- [Exercise aim]: Below is a block of data; give all of it again word for word.

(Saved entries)
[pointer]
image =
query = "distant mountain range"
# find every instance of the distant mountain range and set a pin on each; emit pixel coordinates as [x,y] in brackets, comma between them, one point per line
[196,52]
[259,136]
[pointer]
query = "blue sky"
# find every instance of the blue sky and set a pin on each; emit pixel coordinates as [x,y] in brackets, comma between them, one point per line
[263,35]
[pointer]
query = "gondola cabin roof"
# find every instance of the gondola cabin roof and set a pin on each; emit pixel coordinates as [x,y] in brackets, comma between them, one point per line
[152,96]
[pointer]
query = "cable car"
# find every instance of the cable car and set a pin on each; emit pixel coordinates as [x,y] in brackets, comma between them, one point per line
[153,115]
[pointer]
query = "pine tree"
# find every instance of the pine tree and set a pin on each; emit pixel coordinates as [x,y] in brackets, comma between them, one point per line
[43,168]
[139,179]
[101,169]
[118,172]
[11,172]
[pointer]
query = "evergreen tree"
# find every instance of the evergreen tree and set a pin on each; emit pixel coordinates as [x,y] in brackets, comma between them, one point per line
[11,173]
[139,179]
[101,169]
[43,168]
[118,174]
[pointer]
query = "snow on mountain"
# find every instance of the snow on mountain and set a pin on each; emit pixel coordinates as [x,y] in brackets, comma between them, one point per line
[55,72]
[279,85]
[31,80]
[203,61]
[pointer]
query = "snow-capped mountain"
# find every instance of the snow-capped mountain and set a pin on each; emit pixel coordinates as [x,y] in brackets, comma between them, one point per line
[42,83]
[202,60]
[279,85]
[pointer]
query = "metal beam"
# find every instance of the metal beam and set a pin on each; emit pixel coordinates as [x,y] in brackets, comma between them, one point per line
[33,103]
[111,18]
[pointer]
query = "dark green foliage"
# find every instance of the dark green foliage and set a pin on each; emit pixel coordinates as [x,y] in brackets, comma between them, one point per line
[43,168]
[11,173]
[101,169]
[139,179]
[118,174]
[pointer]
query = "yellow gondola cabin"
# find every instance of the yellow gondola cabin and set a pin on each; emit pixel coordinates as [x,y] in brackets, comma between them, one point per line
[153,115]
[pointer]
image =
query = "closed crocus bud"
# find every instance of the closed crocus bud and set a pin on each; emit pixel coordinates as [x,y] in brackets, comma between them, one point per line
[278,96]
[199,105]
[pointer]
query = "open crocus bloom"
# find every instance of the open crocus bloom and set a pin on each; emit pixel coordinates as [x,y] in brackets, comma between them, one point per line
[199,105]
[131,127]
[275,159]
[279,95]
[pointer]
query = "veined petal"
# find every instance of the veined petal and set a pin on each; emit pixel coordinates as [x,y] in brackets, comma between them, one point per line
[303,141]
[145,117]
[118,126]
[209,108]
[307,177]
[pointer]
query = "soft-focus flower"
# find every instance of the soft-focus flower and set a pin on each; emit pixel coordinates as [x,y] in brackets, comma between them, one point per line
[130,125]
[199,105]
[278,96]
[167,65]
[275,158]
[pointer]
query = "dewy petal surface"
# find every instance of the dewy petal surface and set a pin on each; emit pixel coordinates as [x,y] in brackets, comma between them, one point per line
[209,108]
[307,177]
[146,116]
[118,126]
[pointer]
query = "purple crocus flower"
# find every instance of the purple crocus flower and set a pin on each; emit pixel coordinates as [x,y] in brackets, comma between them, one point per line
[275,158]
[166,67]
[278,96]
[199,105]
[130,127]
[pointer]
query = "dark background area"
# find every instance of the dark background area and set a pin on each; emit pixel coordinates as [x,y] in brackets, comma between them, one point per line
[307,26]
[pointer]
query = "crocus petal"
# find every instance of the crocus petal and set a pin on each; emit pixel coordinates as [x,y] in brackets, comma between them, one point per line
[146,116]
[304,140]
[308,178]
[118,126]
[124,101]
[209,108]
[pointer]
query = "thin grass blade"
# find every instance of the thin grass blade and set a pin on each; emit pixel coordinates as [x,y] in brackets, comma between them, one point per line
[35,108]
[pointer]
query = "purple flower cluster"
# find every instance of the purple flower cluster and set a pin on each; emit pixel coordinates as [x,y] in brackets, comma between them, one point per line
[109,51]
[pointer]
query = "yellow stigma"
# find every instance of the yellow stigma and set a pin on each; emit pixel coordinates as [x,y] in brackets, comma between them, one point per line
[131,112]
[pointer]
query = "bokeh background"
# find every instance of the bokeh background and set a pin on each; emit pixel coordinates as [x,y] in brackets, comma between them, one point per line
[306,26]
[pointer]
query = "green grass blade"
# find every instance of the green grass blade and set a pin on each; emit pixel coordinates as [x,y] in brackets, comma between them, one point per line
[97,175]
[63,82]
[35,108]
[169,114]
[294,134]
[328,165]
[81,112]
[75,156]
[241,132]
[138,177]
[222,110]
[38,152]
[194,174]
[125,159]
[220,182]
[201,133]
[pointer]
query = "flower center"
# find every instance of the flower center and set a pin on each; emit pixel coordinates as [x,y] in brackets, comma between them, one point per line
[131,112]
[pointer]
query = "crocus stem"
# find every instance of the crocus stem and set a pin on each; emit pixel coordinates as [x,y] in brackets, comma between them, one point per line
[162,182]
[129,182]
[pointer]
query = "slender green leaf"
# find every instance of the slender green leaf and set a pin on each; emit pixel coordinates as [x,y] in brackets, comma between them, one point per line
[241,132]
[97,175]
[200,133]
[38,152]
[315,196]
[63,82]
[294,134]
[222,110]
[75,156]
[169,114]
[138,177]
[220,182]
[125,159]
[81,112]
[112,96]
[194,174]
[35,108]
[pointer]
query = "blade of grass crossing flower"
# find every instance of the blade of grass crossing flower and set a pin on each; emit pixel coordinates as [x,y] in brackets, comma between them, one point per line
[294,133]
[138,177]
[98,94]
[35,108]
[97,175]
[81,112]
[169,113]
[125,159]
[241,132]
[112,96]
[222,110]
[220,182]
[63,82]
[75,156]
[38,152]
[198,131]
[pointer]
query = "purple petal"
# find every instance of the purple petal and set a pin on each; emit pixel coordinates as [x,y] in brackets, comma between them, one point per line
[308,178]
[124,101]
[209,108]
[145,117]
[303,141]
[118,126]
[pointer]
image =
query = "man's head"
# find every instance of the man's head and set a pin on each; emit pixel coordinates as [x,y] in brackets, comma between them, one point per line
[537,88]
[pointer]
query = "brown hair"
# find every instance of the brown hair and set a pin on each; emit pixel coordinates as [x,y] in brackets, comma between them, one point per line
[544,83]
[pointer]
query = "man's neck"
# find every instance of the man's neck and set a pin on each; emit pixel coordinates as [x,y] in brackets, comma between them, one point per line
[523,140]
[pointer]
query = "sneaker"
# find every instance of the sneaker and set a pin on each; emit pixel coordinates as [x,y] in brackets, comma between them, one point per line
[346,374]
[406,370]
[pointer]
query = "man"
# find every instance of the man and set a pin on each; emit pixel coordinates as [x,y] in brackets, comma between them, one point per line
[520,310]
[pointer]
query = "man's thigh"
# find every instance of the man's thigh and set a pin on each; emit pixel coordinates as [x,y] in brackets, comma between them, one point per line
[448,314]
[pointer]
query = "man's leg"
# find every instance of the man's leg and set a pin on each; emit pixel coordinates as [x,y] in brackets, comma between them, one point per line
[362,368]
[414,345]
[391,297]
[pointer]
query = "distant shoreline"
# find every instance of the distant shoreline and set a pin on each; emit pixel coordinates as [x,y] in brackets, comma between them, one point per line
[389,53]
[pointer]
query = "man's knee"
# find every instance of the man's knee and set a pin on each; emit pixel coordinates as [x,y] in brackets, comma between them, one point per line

- [Solution to this task]:
[pointer]
image =
query = "distant mountain range"
# find every instance of the distant mountain range and set a pin on each; emit pixel coordinates as [x,y] in brackets, comma between them, one point per line
[196,52]
[259,136]
[pointer]
query = "blue sky"
# find every instance of the blue sky and set a pin on each; emit pixel coordinates as [x,y] in brackets, comma between them, one point per line
[263,35]
[pointer]
query = "gondola cabin roof"
# find every instance of the gondola cabin roof and set a pin on each; emit pixel coordinates as [x,y] in brackets, comma between them, one point per line
[152,96]
[pointer]
query = "cable car"
# find every instance of the cable car and set a pin on each; emit pixel coordinates as [x,y] in brackets, comma between them, one point per line
[153,115]
[pointer]
query = "pine tree"
# find every instance of the pine tree and set a pin on each; emit pixel coordinates as [x,y] in brackets, comma between them, one point per line
[43,168]
[139,179]
[101,169]
[118,172]
[11,172]
[pointer]
query = "evergreen tree"
# find every instance of the evergreen tree and set a pin on each; emit pixel coordinates as [x,y] in brackets, comma between them, one point per line
[11,173]
[139,179]
[101,169]
[43,168]
[118,174]
[pointer]
query = "snow on mountain"
# find every instance of the snow on mountain and set a pin on each; emit pixel coordinates as [x,y] in brackets, comma between them, one point per line
[55,72]
[279,85]
[31,80]
[203,61]
[pointer]
query = "snow-capped mountain"
# find every instance of the snow-capped mountain and set a pin on each; emit pixel coordinates as [x,y] in brackets, comma between them, one point per line
[42,83]
[202,60]
[279,85]
[pointer]
query = "metal beam"
# find every instance of the metal beam and set a pin on each; emit pixel coordinates as [x,y] in brackets, comma between them, one point per line
[33,103]
[111,18]
[pointer]
query = "dark green foliage"
# find every instance of the dark green foliage and set a pin on each; emit pixel coordinates as [x,y] in brackets, comma between them, one point per line
[43,168]
[11,173]
[101,169]
[139,179]
[118,174]
[pointer]
query = "yellow gondola cabin"
# find every instance of the yellow gondola cabin and set a pin on each; emit pixel coordinates as [x,y] in brackets, comma between them, one point per line
[153,115]
[pointer]
image =
query = "closed crocus bud"
# find every instance of the closed crocus bud and set a pin on each; emit pixel coordinates as [x,y] in brackets, comma between them, one point per line
[278,96]
[199,105]
[pointer]
query = "open crocus bloom"
# find every instance of the open crocus bloom and set a pin on each; emit pixel coordinates as [x,y] in brackets, comma between them, one point per line
[199,105]
[131,127]
[275,159]
[279,95]
[pointer]
query = "veined petal"
# find every instance of the veined petal and set a pin on each; emit pixel coordinates as [x,y] in brackets, comma between them, one point per line
[303,141]
[145,117]
[118,126]
[209,108]
[307,177]
[pointer]
query = "soft-focus flower"
# find every instance of the soft-focus flower and set a pin on each; emit pixel coordinates as [x,y] in brackets, comma between them, one point per line
[130,125]
[199,105]
[278,96]
[167,65]
[275,158]
[pointer]
query = "dewy petal surface"
# find every instance of the dewy petal surface and set a pin on each; emit pixel coordinates as [x,y] in brackets, comma between them, one point per line
[209,108]
[307,177]
[146,116]
[118,126]
[pointer]
query = "purple crocus flower"
# find every instance of the purple crocus flower and set a pin on each; emit pixel coordinates as [x,y] in brackets, comma between them, one point per line
[275,158]
[166,67]
[278,96]
[199,105]
[130,127]
[pointer]
query = "dark background area"
# find every instance of the dark background area and set a pin on each; emit pixel coordinates as [x,y] in brackets, comma between them, one point per line
[307,26]
[pointer]
query = "crocus petal"
# find every instance of the crocus petal and set a pin on each; emit pixel coordinates as [x,y] in brackets, comma between them, one point per line
[146,116]
[304,140]
[308,178]
[118,126]
[124,101]
[209,108]
[pointer]
query = "thin grass blade"
# find every instance of the thin grass blade and set a pin on each; emit pixel coordinates as [x,y] in brackets, comma between them, one point per line
[35,108]
[pointer]
query = "purple flower cluster"
# find every instance of the purple flower cluster and set a pin on each; emit pixel coordinates as [x,y] in brackets, comma between them, one point per line
[109,51]
[pointer]
query = "yellow stigma"
# find every instance of the yellow stigma and set a pin on each; emit pixel coordinates as [x,y] in brackets, comma between them, one point per line
[131,112]
[pointer]
query = "bokeh background"
# find every instance of the bokeh background and set a pin on each; emit pixel coordinates as [x,y] in brackets, comma between them, one point per line
[306,26]
[pointer]
query = "green grass blade"
# find every instance of the green grass blade and set a pin on each; emit pixel coordinates as [x,y] in brackets, comma between them, one point per line
[97,175]
[63,82]
[35,108]
[169,114]
[294,134]
[328,165]
[81,112]
[75,156]
[241,132]
[138,177]
[222,110]
[38,152]
[194,174]
[125,159]
[220,182]
[201,133]
[pointer]
query = "flower center"
# find every instance of the flower center and set a pin on each; emit pixel coordinates as [x,y] in brackets, comma between them, one point per line
[131,112]
[pointer]
query = "crocus stem"
# find every instance of the crocus stem and set a pin on each; emit pixel coordinates as [x,y] in brackets, comma between them, one point per line
[162,182]
[129,182]
[pointer]
query = "slender green leaf"
# find every instance of the slender green leaf and set a pin on each; emit pixel coordinates as [x,y] in brackets, comma between them, one point per line
[241,132]
[97,175]
[200,133]
[38,152]
[315,196]
[63,82]
[294,134]
[222,110]
[75,156]
[169,114]
[138,177]
[220,182]
[125,159]
[81,112]
[112,96]
[194,174]
[35,108]
[pointer]
query = "blade of grass crossing flower"
# find every instance of the blade of grass crossing flower and set a pin on each; emit pixel coordinates as [x,y] in brackets, comma between them, one point per line
[294,133]
[138,177]
[98,94]
[35,108]
[97,175]
[81,112]
[169,113]
[125,159]
[241,132]
[112,96]
[222,110]
[220,182]
[63,82]
[75,156]
[38,152]
[198,131]
[pointer]
query = "purple petal"
# find every instance of the purple petal and set a pin on each; emit pixel coordinates as [x,y] in brackets, comma between them, one point per line
[308,178]
[124,101]
[209,108]
[145,117]
[303,141]
[118,126]
[pointer]
image =
query = "man's head"
# find every instance of the man's head and set a pin on each; emit pixel coordinates as [x,y] in brackets, comma between them, one point per line
[537,88]
[pointer]
query = "brown hair"
# find every instance of the brown hair and set a pin on each; emit pixel coordinates as [x,y] in brackets, comma between them, one point per line
[544,83]
[pointer]
query = "man's neck"
# find every instance of the man's neck and set a pin on each; emit pixel coordinates as [x,y] in brackets, comma between them, one point per line
[523,140]
[pointer]
query = "sneaker"
# find every instance of the sneaker and set a pin on each; emit pixel coordinates as [x,y] in brackets, comma between them, one point per line
[346,374]
[406,370]
[pointer]
query = "man"
# find every instance of the man and set a pin on each; emit pixel coordinates as [x,y] in brackets, comma between them, one point per line
[520,310]
[pointer]
query = "man's thigh"
# find every instance of the man's thigh and set a pin on each; emit pixel coordinates as [x,y] in brackets, comma between them, one point per line
[448,314]
[pointer]
query = "man's leg"
# find every instance of the man's leg and set a pin on each; emit pixel coordinates as [x,y] in brackets, comma between them, one point per line
[362,368]
[414,345]
[391,297]
[pointer]
query = "distant shoreline"
# find every instance of the distant shoreline and set a pin on each; emit pixel coordinates as [x,y] in brackets, comma between them, one point per line
[389,53]
[pointer]
query = "man's knee"
# find every instance of the man's knee and set a pin on each; emit pixel coordinates as [x,y] in brackets, comma between them, one point per line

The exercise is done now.